Your instructions: Rewrite every line of the records below as a numbered list, omitting blank lines and leaving out the pictures.

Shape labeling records
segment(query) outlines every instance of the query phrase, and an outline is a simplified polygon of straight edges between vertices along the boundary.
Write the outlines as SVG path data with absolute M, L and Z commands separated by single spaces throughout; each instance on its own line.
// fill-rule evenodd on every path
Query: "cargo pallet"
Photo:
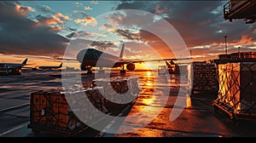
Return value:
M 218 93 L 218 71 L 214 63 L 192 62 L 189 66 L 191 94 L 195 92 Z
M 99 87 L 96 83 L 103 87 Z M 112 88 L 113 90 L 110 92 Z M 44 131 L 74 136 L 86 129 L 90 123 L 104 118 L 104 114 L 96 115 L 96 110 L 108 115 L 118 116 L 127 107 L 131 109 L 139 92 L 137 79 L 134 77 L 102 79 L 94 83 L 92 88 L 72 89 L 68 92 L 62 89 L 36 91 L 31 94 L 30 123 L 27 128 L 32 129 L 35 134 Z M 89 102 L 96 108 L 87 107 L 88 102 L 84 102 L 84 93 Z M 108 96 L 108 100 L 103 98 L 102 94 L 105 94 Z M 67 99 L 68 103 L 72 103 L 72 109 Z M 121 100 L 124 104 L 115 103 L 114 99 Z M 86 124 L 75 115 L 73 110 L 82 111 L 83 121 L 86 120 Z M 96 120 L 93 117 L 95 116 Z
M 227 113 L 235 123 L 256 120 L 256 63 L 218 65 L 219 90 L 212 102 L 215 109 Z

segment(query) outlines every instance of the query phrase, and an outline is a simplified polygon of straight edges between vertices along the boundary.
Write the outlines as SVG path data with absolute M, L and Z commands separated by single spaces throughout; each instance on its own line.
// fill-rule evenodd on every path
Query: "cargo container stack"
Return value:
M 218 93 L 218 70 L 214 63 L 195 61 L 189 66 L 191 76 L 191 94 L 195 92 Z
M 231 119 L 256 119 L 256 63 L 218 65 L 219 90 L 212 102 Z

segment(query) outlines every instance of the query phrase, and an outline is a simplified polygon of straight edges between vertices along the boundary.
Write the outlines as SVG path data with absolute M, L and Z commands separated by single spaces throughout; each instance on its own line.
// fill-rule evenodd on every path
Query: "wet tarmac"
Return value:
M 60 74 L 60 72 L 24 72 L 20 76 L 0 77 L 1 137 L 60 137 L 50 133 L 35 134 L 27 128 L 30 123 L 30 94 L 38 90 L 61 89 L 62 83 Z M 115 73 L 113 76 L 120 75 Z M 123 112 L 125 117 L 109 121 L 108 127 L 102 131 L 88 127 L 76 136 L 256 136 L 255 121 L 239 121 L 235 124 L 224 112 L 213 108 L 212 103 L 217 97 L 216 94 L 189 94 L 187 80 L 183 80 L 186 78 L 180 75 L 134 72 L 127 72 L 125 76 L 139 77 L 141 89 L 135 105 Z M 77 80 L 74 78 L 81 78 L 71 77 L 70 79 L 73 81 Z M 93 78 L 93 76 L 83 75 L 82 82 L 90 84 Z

Response to the task:
1. segment(query) outlines every instance of the query phrase, and an outline is a simplified polygon of straight edges between vertices along the boundary.
2. Write the outlines as SVG path data with absolute M, L and Z commands separated by single spaces throughout; each instance on its own line.
3. // fill-rule evenodd on every path
4. Query: "cargo pallet"
5. Photo:
6. Return value:
7. M 218 93 L 218 71 L 214 63 L 192 62 L 189 66 L 191 94 L 195 92 Z
8. M 99 87 L 96 83 L 103 87 Z M 112 88 L 113 90 L 110 92 Z M 44 131 L 74 136 L 86 129 L 90 123 L 104 118 L 104 114 L 96 115 L 96 110 L 108 115 L 118 116 L 127 107 L 131 109 L 139 92 L 137 79 L 134 77 L 102 79 L 94 83 L 92 88 L 72 89 L 68 92 L 62 89 L 36 91 L 31 94 L 30 123 L 27 128 L 32 129 L 35 134 Z M 89 102 L 96 108 L 87 107 L 88 102 L 84 102 L 84 93 Z M 108 96 L 108 100 L 103 98 L 102 94 L 105 94 Z M 67 99 L 68 103 L 72 103 L 72 109 Z M 121 100 L 124 104 L 115 103 L 114 99 Z M 86 124 L 75 115 L 73 110 L 82 111 L 83 121 L 86 120 Z M 96 120 L 93 117 L 95 116 Z
9. M 227 113 L 235 123 L 256 120 L 256 63 L 218 65 L 219 90 L 212 102 L 215 109 Z
10. segment(query) outlines every instance of the query phrase, and an outline is a simplified polygon of straight edges between vertices along the boundary.
11. Write the outlines as SVG path data with absolute M, L and Z commands separated by single spaces throughout; each instance on its own line.
12. // fill-rule evenodd on every path
13. Query: "cargo container stack"
14. Return value:
15. M 218 93 L 218 70 L 214 63 L 195 61 L 189 66 L 191 76 L 191 94 L 195 92 Z
16. M 231 119 L 256 119 L 256 63 L 218 65 L 219 90 L 212 102 Z
17. segment(query) outlines every instance of the query phrase, and an outline is a simplified polygon of straight edges between vertices along the boundary.
18. Write the outlines as SVG path data with absolute M, L and Z commands separated by single spaces throughout; each instance on its own line.
19. // fill-rule evenodd on every path
20. Query: "wet tarmac"
21. Return value:
22. M 60 74 L 60 72 L 24 72 L 20 76 L 0 77 L 1 137 L 60 137 L 50 133 L 35 134 L 27 128 L 30 123 L 30 94 L 38 90 L 61 89 L 62 83 Z M 115 73 L 113 76 L 120 75 Z M 123 112 L 125 117 L 109 121 L 108 127 L 102 131 L 88 127 L 76 136 L 256 136 L 255 121 L 239 121 L 235 124 L 224 112 L 213 108 L 212 103 L 217 97 L 216 94 L 189 94 L 187 80 L 183 80 L 186 78 L 180 75 L 134 72 L 127 72 L 125 76 L 139 77 L 141 89 L 135 105 Z M 77 80 L 74 78 L 81 78 L 71 77 L 70 79 L 73 81 Z M 93 78 L 93 76 L 83 75 L 82 82 L 90 84 Z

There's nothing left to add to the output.